## Data extract
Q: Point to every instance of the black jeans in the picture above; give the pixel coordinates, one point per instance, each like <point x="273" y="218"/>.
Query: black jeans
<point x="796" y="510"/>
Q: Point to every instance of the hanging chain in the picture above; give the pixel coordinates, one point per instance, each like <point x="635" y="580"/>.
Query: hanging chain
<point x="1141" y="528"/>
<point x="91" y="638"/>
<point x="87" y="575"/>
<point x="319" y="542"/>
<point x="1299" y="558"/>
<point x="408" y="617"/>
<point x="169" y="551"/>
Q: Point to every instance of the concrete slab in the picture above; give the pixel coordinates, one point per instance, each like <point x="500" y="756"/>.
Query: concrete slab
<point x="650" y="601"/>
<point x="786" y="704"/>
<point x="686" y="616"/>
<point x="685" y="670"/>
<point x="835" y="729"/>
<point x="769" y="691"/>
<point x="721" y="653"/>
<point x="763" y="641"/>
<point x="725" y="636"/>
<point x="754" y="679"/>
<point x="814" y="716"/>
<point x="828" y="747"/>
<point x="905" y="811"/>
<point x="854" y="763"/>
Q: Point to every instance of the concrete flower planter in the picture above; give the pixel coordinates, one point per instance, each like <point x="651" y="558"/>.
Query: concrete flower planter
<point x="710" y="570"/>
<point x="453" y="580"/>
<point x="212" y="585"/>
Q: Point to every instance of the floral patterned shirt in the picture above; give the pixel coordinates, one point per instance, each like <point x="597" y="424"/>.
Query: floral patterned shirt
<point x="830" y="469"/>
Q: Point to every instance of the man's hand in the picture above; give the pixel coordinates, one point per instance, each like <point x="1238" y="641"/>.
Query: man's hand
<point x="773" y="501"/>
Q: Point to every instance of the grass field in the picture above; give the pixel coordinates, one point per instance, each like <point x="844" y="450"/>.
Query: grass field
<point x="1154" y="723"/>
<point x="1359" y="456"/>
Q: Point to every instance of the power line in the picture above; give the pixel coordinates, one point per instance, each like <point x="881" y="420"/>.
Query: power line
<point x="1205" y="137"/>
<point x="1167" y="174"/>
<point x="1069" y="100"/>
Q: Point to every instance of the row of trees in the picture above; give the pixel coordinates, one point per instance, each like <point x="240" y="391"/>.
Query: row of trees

## Requirement
Rewrite the part of the data that opens with the line containing "Q: Point to every instance of the power" and continues through the end of the data, requests included. Rescale every answer coordinate by multiplying it by 2.45 and rounding to a whole number, with halves rounded up, while leaving the requests and their format samples unchanged.

## Reply to the task
Q: Point to every instance of the power line in the picture above; give the pixel coordinates, one point per instance, each like <point x="881" y="420"/>.
Query: power line
<point x="2952" y="336"/>
<point x="2859" y="426"/>
<point x="2619" y="245"/>
Q: Point to every instance of the row of trees in the picture above; give the pixel coordinates, one point per instance, each like <point x="240" y="391"/>.
Query: row of trees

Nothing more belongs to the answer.